— begin Raw data —
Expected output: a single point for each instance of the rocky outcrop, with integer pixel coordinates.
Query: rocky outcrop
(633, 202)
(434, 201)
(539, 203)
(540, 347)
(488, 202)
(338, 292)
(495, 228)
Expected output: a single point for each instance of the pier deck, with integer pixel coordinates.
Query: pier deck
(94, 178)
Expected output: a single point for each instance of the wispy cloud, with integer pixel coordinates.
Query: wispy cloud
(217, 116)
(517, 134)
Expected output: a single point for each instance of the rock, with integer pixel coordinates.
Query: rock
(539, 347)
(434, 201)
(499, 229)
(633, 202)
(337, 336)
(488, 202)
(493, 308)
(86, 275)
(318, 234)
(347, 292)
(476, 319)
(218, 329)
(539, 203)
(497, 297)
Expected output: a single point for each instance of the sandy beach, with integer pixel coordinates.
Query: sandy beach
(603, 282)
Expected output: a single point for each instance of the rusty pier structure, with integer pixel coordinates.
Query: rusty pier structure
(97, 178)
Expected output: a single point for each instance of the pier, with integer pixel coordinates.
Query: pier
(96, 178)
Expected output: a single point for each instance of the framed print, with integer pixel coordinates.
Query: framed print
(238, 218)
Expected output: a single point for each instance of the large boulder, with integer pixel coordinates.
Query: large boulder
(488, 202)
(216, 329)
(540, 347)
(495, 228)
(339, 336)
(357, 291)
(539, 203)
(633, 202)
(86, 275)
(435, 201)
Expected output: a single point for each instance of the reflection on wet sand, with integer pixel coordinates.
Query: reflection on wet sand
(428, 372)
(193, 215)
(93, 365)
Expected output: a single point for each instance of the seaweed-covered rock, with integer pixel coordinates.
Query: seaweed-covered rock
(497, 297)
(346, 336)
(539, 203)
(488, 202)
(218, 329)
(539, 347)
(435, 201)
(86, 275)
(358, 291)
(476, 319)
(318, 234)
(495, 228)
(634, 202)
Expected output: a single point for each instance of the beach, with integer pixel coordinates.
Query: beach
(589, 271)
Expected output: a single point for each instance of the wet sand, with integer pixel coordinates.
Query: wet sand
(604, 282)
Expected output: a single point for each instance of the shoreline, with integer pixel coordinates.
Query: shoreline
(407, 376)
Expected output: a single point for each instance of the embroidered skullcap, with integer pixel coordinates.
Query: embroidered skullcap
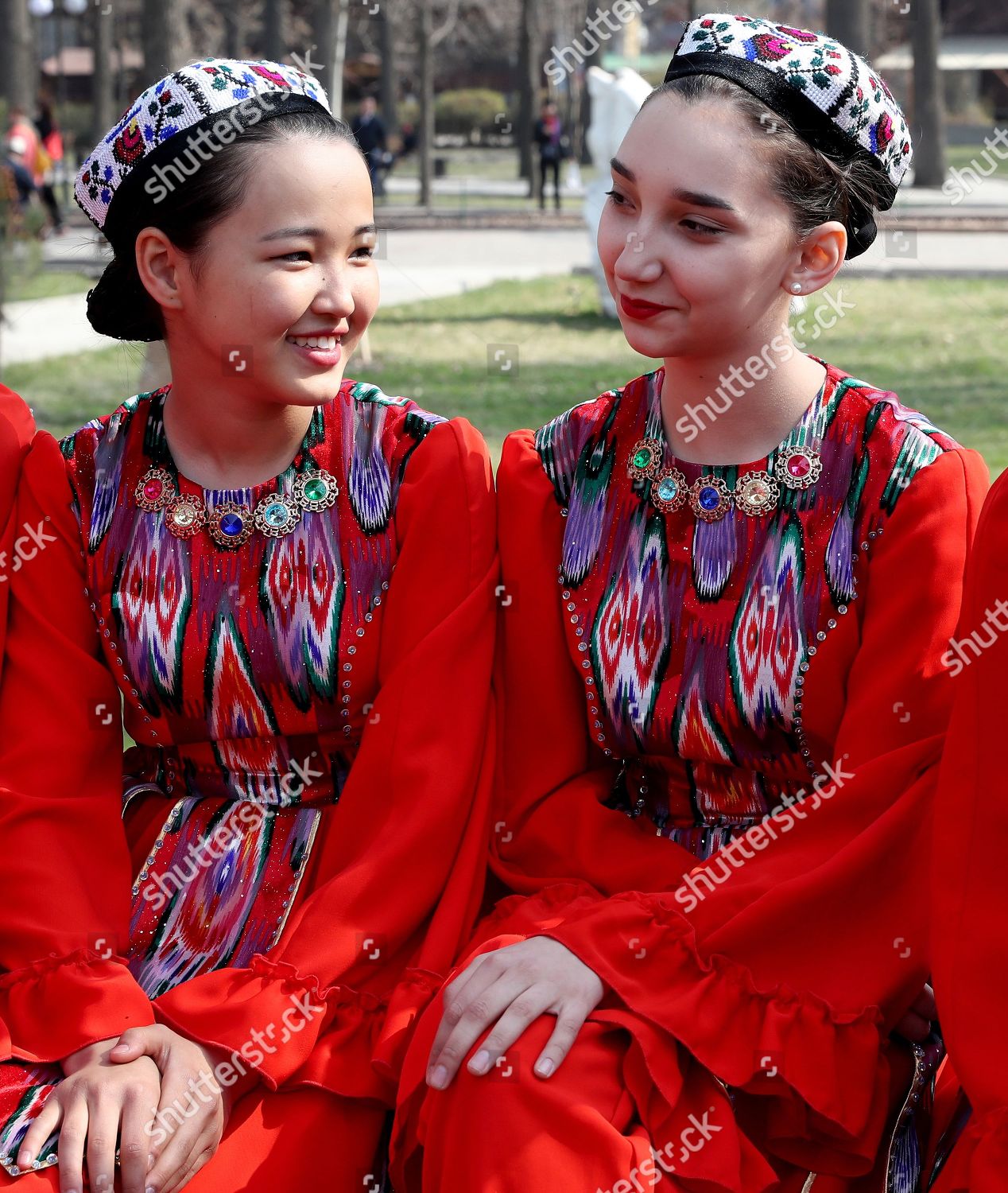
(160, 141)
(833, 98)
(181, 119)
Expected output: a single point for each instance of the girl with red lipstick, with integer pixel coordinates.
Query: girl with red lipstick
(215, 945)
(733, 581)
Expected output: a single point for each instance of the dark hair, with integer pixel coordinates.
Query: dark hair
(815, 185)
(119, 305)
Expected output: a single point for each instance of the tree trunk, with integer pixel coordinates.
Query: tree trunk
(530, 84)
(426, 123)
(234, 29)
(166, 42)
(17, 55)
(389, 81)
(585, 115)
(929, 95)
(274, 45)
(102, 90)
(331, 26)
(848, 21)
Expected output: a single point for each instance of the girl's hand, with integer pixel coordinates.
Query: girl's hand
(95, 1102)
(512, 987)
(192, 1112)
(917, 1023)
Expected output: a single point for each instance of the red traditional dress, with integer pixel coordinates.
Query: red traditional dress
(970, 894)
(303, 818)
(669, 679)
(17, 429)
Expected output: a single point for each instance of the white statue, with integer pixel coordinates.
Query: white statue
(616, 100)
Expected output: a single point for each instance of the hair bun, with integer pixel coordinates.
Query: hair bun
(121, 307)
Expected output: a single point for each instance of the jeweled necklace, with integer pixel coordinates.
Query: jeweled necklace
(755, 493)
(231, 524)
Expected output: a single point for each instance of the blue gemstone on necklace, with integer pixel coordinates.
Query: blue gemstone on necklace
(231, 525)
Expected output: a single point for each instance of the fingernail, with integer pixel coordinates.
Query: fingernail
(481, 1062)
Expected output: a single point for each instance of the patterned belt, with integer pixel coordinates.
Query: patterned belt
(222, 875)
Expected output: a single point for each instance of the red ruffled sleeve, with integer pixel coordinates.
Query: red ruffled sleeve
(809, 952)
(64, 923)
(970, 846)
(17, 429)
(405, 869)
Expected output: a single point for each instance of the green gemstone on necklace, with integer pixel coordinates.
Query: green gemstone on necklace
(316, 489)
(277, 515)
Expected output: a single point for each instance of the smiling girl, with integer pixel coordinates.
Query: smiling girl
(286, 580)
(722, 691)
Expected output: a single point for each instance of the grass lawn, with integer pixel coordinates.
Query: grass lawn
(26, 277)
(939, 344)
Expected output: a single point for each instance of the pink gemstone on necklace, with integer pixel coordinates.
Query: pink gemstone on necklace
(800, 465)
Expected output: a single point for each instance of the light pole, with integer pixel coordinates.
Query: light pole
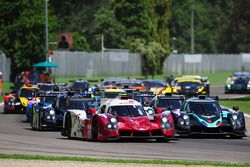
(192, 29)
(46, 30)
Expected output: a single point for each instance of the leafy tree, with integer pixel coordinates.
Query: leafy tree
(106, 24)
(160, 15)
(80, 43)
(151, 54)
(236, 36)
(134, 15)
(209, 18)
(22, 32)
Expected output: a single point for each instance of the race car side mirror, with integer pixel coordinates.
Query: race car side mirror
(235, 108)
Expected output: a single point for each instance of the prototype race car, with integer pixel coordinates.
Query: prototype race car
(238, 83)
(17, 103)
(48, 87)
(117, 119)
(171, 104)
(204, 80)
(43, 115)
(208, 117)
(157, 86)
(188, 87)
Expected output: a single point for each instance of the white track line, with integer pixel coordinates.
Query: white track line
(246, 115)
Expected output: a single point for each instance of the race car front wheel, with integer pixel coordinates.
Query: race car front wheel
(68, 125)
(95, 129)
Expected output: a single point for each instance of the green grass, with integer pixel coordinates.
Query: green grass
(123, 161)
(242, 103)
(218, 78)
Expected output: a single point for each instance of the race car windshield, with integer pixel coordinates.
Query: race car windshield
(144, 99)
(80, 85)
(49, 99)
(241, 81)
(28, 92)
(166, 103)
(130, 110)
(111, 95)
(152, 84)
(208, 108)
(191, 84)
(78, 105)
(48, 87)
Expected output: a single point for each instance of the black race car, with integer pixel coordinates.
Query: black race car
(208, 117)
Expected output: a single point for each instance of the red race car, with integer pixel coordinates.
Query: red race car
(117, 119)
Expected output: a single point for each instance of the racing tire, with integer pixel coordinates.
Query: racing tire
(68, 125)
(32, 120)
(40, 128)
(95, 129)
(236, 137)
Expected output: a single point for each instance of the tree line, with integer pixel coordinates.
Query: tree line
(154, 28)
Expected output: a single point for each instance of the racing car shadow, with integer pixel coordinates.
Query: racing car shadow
(121, 140)
(210, 136)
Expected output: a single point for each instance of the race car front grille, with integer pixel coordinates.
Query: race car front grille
(205, 130)
(141, 133)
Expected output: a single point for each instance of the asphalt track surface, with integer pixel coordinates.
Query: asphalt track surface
(16, 137)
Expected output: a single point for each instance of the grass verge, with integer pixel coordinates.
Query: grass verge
(85, 159)
(242, 103)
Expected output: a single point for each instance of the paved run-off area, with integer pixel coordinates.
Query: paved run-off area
(43, 163)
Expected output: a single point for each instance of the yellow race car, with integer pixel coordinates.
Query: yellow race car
(188, 87)
(24, 95)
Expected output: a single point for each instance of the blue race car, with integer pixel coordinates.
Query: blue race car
(208, 117)
(43, 115)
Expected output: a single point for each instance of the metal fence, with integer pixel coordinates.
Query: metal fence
(196, 63)
(96, 63)
(5, 66)
(124, 63)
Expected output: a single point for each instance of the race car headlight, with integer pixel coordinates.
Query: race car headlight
(235, 117)
(51, 112)
(165, 124)
(185, 117)
(248, 85)
(113, 120)
(200, 89)
(164, 119)
(112, 123)
(183, 121)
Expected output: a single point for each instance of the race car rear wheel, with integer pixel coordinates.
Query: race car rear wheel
(68, 125)
(32, 120)
(236, 137)
(39, 122)
(162, 140)
(95, 129)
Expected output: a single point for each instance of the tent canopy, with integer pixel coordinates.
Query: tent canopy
(46, 64)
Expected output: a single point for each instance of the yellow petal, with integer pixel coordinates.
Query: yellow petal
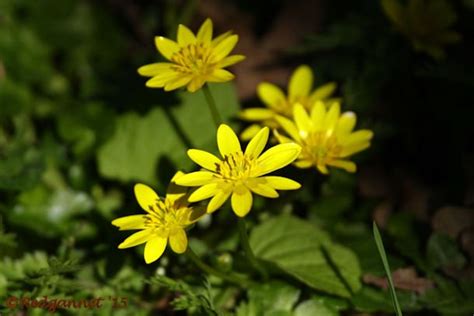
(146, 196)
(264, 190)
(175, 192)
(136, 239)
(258, 143)
(323, 92)
(154, 248)
(318, 114)
(204, 159)
(177, 83)
(282, 139)
(277, 157)
(216, 202)
(303, 164)
(270, 94)
(332, 117)
(154, 69)
(346, 124)
(130, 222)
(197, 178)
(205, 32)
(227, 141)
(250, 132)
(349, 166)
(195, 84)
(166, 46)
(355, 148)
(162, 79)
(220, 38)
(223, 49)
(231, 60)
(302, 120)
(204, 192)
(185, 36)
(360, 136)
(241, 201)
(256, 114)
(179, 241)
(289, 127)
(301, 82)
(281, 183)
(220, 75)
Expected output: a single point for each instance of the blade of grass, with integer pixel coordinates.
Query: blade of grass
(383, 256)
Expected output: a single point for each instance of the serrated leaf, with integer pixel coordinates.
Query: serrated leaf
(139, 143)
(296, 247)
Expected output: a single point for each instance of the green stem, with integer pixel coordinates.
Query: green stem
(212, 105)
(383, 256)
(230, 277)
(248, 251)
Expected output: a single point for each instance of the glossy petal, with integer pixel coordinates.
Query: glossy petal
(216, 202)
(323, 92)
(256, 114)
(231, 60)
(166, 46)
(146, 196)
(241, 201)
(301, 82)
(154, 248)
(223, 49)
(204, 159)
(227, 141)
(281, 183)
(179, 241)
(136, 239)
(220, 75)
(185, 36)
(349, 166)
(154, 69)
(258, 143)
(205, 32)
(277, 157)
(130, 222)
(197, 178)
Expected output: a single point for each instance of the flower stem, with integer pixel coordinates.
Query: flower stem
(212, 105)
(229, 277)
(248, 251)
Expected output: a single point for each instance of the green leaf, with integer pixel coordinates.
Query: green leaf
(163, 136)
(315, 307)
(296, 247)
(274, 298)
(442, 251)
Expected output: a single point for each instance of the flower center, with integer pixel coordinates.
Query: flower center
(194, 59)
(321, 147)
(236, 166)
(163, 217)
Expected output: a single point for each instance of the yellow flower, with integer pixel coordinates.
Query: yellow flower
(195, 59)
(277, 103)
(239, 173)
(165, 220)
(425, 22)
(326, 137)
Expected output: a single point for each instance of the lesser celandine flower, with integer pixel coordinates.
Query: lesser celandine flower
(426, 23)
(277, 103)
(194, 59)
(164, 222)
(326, 137)
(239, 173)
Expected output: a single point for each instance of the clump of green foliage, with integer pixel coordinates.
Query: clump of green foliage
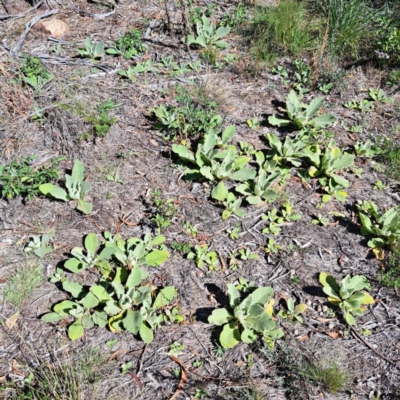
(128, 45)
(194, 114)
(120, 299)
(347, 295)
(249, 317)
(21, 284)
(39, 244)
(299, 372)
(384, 228)
(20, 178)
(100, 119)
(390, 158)
(164, 210)
(35, 74)
(184, 247)
(77, 189)
(278, 30)
(236, 16)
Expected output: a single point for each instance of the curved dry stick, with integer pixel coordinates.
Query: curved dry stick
(29, 26)
(20, 15)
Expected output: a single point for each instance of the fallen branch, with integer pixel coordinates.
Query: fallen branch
(98, 16)
(20, 15)
(29, 26)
— end Raw data —
| Directive |
Output each line of the listing above, word for word, from the one holding "green leaf, with integer pixel coordinates." through the last line, both included; omit the pictures.

| Worked solution |
Expected output: a single point for each instance of the green leaf, with integer pixel coordinates.
Query: green leaf
(163, 136)
(315, 307)
(296, 247)
(274, 298)
(442, 251)
Expected output: a single point for each instance of the flower center, with integer pixel coordinates.
Query: flower center
(194, 59)
(321, 147)
(236, 166)
(163, 217)
Expected output: a single point for each instance of the yellow flower, with integer pixel coordinates.
Query: yellow flower
(195, 59)
(277, 103)
(239, 173)
(165, 220)
(425, 22)
(326, 137)
Expected output: a single point for each instance of the lesser celandine flower, with integer pixel coordinates.
Query: lesser celandine flower
(426, 23)
(277, 103)
(194, 59)
(164, 222)
(326, 137)
(239, 173)
Expected output: a single point for each instance of the clump of green foliage, with integer pixel coordinates.
Query: clump of green foliage
(128, 45)
(194, 114)
(120, 299)
(347, 295)
(249, 317)
(21, 284)
(39, 244)
(299, 372)
(384, 228)
(20, 178)
(100, 119)
(390, 158)
(164, 210)
(35, 74)
(184, 247)
(77, 189)
(278, 30)
(236, 16)
Expected output: a single point for each instance of the curved dry stick, with integer pixel coordinates.
Query: curved dry stick
(29, 26)
(20, 15)
Expected output: a single point for each instance of the fallen branch, with integer pixel coordinates.
Query: fallen branch
(98, 16)
(20, 15)
(29, 26)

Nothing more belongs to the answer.